While the Covid-19 pandemic is still a major health crisis in several parts of the world, a global Monkeypox Virus (MVP) outbreak has pushed the WHO to declare it a public health emergency of international concern.
Monkeypox virus is not a new virus like coronavirus; it was first discovered in 1958 among a group of monkeys kept inside a cage for research. However, the first recorded human case of monkeypox was in 1970. Before the ongoing outbreak, monkeypox cases were primarily confined to central and western African regions.
However, the present global outbreak that started in late April was first spotted in Europe. Never so many people in so many countries were infected. More than 20,000 total cases have been reported in 76 countries. Out of these 76 countries, 70 countries have no previous history of monkeypox cases.
Most reported cases are in the US, Spain, Germany, and the UK. Monkeypox usually starts with flu-like symptoms flowed by blisters like rash, but in this outbreak, in some cases, even a rash appears beforehand.
Monkeypox spreads in various ways, from direct contact with infectious rash to intimate physical contact to touching items that have come in contact with contagious body fluid. The illness period is 2 to 4 weeks, and only a small number of cases become severe.
The disease’s death rate in recent times has been around 3-6 per cent. The vaccination for smallpox is about 85 per cent effective against monkeypox, and if a vaccinated person gets the disease, it is likely to result in milder symptoms.
Less contagious and less deadly
Monkeypox is less contagious and less deadly than smallpox. However, as the virus is evolving, Dr. Anthony Fauci, top scientist and immunologist serving as the director of the US National Institute of Allergy and Infectious Diseases (NIAID) and the Chief Medical Advisor to President Biden, has thus warned that the present outbreak needs to be taken seriously as its scope is largely unknown and it has the potential to spread much faster than what has been in the past.
In the US alone, the number of monkeypox cases has been around 5000 already, and the mayor of San Francisco has announced a legal state of emergency.
§
▶ _Work instructions_
1. Translate this sentence from the monkeypox article into Spanish: "Monkeypox is less contagious and less deadly than smallpox."
2. Print the monkeypox article between "Monkeypox virus is" and "rash appears beforehand.", inclusive.

Recorded data:
§
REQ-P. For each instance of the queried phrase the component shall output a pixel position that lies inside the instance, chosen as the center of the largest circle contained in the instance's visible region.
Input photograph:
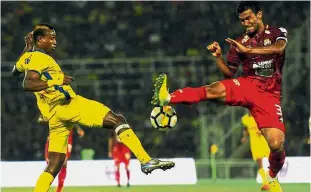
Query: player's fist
(29, 40)
(243, 140)
(68, 80)
(215, 49)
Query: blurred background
(116, 49)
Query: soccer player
(261, 50)
(120, 154)
(258, 144)
(58, 102)
(63, 172)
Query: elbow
(228, 75)
(281, 50)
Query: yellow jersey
(48, 69)
(250, 123)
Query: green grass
(201, 186)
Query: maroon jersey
(267, 68)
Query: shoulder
(244, 118)
(39, 55)
(275, 29)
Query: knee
(115, 121)
(53, 169)
(120, 125)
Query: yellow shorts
(79, 110)
(259, 146)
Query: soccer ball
(163, 118)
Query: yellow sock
(44, 182)
(129, 139)
(263, 176)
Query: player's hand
(243, 140)
(68, 80)
(215, 49)
(258, 132)
(238, 46)
(29, 40)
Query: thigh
(259, 147)
(266, 110)
(58, 136)
(237, 91)
(91, 113)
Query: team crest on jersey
(267, 42)
(27, 60)
(246, 38)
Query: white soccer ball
(163, 118)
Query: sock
(263, 176)
(188, 95)
(276, 160)
(61, 178)
(44, 182)
(117, 173)
(129, 139)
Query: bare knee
(56, 161)
(275, 138)
(276, 144)
(216, 91)
(116, 122)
§
▶ _Numbered responses_
1. La viruela del mono es menos contagiosa y menos mortal que la viruela.

2.
Monkeypox virus is not a new virus like coronavirus; it was first discovered in 1958 among a group of monkeys kept inside a cage for research. However, the first recorded human case of monkeypox was in 1970. Before the ongoing outbreak, monkeypox cases were primarily confined to central and western African regions.
However, the present global outbreak that started in late April was first spotted in Europe. Never so many people in so many countries were infected. More than 20,000 total cases have been reported in 76 countries. Out of these 76 countries, 70 countries have no previous history of monkeypox cases.
Most reported cases are in the US, Spain, Germany, and the UK. Monkeypox usually starts with flu-like symptoms flowed by blisters like rash, but in this outbreak, in some cases, even a rash appears beforehand.